- _Reading passage_
═══

Optimistic allocation of objects on the stack #1661

AartBluestoke · 2020-01-13T02:55:52Z

Background:

It is always interesting to see the 2 points of view on a problem like this: "roslyn can optimize, and everyone would benefit" vs "We need a language guarantee because compiler optimisations are flaky, and sometimes can not make the assumption we would want to force them to (eg: nobody would argue that hints to force in-lining are not important). "

Variations of all the "what things can safely be left on the stack to make an operation non-allocating" set of discussions seems to be the primary place this occurs, and it often gets bogged down in escape analysis (eg: we can't do the above (stack alloc for local functions) for lambdas because we can't force a complaint implementation).

This is especially true when many of the things we take as part of the language itself are merely an implementation detail (eg: async x.ConfigureAwait(false) ).

Originally posted by @AartBluestoke in dotnet/csharplang#1862 (comment)

This is also partially a language request (as we would need either a new keyword, or attributes on local variables; some way to hint to the compiler that we'd like to "memory-inline" this 'new'). This issue is also vague about if the actual allocation is on the stack or in the local memory pool.

Feature request:

In cooperation from the runtime, request that objects be optimistically stored to the local memory pool.

for now this is a new keyword (compiled into an attribute) on a local variable

locallalloc var localList = new List<int>();
This is a request that the entire object for a local variable, be stored either on the the stack, or in the local memory pool. This isn't a recursive request, just for that specific 'new' call.

Once an object has been allocated locally it can be passed into any function. The issue is how to deal with "escaping" stack references.
"escaping" in this context is defined as copying the reference to any heap allocated location.

class c{
static IEnumerable sv;
{
localalloc var localList = new List<int>();
var x=localList ; // non-allocating, because x is a local
var doStuff(x); // the *function call* itself is not allocation, although any escaping assignment internal to would need to be.
sv = localList; // this is an escaping assignment, so is an expensive allocation and object relocation; 

var doOtherStuff(x); // has to pass the newly relocated memory location, not the original.

This is where the "Optimistic" part of this feature comes in. In a pay-for-play manner, escaping stack references are heap allocated on demand.

I think there are 4 places this could be done:

promptly on object escape; as part of the execution of the line of code x=y.
-- perhaps done by memory trap, but i'm not sure how to achieve this without increasing the cost of many different things
on return from the function when the local memory would be unwound potentially significantly later on return from the function with localalloc.

═══

- _Data supplied_
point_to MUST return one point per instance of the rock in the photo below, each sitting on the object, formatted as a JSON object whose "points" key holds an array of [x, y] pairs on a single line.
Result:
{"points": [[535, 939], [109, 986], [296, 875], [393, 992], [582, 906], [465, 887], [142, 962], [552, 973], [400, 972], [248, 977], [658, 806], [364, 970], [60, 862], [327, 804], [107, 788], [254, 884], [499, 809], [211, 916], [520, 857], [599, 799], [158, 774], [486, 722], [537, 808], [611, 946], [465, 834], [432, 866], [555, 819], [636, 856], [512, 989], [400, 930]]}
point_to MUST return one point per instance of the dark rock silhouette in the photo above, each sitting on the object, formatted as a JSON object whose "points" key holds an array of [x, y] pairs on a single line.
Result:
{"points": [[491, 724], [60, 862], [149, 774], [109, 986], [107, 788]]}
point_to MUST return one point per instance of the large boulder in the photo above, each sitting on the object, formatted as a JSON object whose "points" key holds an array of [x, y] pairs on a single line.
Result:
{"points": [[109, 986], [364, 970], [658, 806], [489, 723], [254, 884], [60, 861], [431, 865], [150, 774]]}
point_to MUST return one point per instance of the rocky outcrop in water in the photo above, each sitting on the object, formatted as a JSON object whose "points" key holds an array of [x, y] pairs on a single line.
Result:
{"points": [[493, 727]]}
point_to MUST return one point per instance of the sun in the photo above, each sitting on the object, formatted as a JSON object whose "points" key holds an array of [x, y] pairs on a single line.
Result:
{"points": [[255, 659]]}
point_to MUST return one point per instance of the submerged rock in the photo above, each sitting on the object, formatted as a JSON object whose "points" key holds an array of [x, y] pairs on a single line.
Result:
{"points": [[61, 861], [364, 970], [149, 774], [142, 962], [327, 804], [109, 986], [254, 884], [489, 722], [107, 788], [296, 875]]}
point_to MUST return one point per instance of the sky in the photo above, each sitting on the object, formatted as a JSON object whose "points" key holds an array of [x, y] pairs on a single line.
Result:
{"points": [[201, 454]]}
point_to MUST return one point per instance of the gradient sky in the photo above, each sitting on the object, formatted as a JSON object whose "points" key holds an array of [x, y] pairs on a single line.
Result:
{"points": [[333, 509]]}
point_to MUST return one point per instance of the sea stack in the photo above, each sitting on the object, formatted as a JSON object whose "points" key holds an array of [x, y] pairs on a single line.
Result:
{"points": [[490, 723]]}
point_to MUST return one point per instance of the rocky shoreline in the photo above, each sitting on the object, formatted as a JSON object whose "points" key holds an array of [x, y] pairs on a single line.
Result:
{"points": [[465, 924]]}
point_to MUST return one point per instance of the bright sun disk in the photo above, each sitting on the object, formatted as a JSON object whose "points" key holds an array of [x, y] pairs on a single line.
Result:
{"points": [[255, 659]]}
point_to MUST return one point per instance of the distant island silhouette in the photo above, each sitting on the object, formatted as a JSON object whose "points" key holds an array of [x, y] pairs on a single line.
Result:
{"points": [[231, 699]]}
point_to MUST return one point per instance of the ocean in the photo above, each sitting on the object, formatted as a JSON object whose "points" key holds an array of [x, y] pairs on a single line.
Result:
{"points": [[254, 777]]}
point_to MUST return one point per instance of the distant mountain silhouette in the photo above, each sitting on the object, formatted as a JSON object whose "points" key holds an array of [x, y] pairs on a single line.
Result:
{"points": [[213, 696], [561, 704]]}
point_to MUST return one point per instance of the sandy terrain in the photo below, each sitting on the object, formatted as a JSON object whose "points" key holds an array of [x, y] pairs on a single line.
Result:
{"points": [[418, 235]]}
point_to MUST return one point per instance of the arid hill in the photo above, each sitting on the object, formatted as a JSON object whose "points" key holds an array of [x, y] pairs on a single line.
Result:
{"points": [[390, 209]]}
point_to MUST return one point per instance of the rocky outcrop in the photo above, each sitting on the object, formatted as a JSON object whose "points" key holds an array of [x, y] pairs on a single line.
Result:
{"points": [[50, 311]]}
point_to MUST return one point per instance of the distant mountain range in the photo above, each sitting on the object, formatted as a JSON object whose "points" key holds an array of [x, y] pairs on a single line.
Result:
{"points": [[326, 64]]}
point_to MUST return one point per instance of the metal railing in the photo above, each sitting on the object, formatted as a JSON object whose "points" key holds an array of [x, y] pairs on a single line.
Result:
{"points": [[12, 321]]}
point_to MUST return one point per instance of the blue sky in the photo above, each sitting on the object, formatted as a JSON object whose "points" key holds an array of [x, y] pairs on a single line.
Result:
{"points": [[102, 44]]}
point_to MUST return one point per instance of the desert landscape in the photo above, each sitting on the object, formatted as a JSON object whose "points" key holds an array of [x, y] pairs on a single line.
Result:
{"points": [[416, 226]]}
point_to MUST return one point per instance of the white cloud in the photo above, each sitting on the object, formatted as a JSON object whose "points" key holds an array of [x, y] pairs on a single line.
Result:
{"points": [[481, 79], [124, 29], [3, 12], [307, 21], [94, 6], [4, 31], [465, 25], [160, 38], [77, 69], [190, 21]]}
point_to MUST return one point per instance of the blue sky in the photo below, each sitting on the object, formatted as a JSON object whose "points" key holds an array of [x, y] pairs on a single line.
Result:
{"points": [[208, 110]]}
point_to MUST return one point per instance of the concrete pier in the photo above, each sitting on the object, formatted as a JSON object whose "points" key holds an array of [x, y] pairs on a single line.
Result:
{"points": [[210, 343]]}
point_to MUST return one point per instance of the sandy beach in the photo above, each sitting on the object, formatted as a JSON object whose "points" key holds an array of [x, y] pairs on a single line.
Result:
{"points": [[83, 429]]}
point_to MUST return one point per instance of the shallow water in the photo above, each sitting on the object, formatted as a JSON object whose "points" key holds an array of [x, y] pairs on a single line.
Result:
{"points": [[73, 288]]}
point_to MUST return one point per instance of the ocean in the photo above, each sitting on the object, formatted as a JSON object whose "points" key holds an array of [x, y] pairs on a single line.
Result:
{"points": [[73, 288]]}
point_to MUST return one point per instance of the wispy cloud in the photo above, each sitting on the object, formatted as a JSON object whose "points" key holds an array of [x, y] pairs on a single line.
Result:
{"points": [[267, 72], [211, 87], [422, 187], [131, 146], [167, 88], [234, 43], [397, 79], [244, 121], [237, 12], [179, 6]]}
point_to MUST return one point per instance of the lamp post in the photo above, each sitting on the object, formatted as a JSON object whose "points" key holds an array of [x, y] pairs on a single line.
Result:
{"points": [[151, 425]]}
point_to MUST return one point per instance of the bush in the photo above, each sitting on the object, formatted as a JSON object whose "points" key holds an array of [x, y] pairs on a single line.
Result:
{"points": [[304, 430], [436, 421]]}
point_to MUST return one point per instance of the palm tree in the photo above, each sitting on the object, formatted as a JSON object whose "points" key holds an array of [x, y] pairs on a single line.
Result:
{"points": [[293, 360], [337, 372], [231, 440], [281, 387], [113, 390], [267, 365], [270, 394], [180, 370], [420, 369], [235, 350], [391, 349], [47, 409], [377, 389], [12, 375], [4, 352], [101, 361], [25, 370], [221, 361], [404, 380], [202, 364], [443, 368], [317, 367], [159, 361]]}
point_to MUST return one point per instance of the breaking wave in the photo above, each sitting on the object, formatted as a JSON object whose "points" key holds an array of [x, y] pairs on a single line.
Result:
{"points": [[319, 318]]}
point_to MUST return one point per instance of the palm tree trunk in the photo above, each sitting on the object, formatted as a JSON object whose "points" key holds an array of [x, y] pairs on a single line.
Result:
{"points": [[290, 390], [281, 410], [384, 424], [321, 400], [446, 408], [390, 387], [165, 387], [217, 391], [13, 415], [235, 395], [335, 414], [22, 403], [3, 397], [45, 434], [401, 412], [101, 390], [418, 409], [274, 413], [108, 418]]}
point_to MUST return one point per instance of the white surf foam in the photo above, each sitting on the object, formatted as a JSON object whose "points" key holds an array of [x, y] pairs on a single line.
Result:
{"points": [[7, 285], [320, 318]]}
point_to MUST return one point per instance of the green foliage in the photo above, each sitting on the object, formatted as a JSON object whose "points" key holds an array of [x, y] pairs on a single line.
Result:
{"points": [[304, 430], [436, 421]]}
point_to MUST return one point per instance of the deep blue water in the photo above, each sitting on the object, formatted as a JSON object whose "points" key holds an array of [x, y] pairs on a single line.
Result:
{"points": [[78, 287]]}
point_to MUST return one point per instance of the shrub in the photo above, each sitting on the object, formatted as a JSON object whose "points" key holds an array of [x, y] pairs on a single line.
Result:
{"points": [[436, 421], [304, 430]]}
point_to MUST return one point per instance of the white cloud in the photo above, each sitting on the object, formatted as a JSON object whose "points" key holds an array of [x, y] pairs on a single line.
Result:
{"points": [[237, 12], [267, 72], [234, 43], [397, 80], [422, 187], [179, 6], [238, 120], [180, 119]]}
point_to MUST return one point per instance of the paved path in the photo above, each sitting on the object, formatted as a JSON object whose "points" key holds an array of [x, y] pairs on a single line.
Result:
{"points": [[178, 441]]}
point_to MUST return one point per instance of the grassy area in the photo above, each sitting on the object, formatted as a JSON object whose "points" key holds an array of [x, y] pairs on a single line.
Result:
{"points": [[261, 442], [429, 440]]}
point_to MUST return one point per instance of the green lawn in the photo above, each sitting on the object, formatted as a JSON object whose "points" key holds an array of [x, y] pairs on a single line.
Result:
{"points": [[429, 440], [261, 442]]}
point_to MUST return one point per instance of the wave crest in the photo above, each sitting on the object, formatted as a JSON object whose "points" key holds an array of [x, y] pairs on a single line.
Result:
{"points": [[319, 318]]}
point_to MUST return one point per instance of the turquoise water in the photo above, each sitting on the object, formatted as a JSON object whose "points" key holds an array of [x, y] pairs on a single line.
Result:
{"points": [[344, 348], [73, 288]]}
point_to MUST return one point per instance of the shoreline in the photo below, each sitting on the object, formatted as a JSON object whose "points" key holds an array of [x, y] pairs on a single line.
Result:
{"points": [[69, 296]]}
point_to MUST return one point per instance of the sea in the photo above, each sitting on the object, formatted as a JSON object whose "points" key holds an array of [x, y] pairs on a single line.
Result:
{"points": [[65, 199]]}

═══

- _Stated problem A_
Please update the stack allocation issue by writing it out again starting at "This is where" and ending at "function with localalloc.", with "function" changed to "method".
- _Stated problem B_
Select every line of the records that contains the string "wispy".

- _Exercise response A_
This is where the "Optimistic" part of this feature comes in. In a pay-for-play manner, escaping stack references are heap allocated on demand.

I think there are 4 places this could be done:

promptly on object escape; as part of the execution of the line of code x=y.
-- perhaps done by memory trap, but i'm not sure how to achieve this without increasing the cost of many different things
on return from the method when the local memory would be unwound potentially significantly later on return from the method with localalloc.

- _Exercise response B_
point_to MUST return one point per instance of the wispy cloud in the photo above, each sitting on the object, formatted as a JSON object whose "points" key holds an array of [x, y] pairs on a single line.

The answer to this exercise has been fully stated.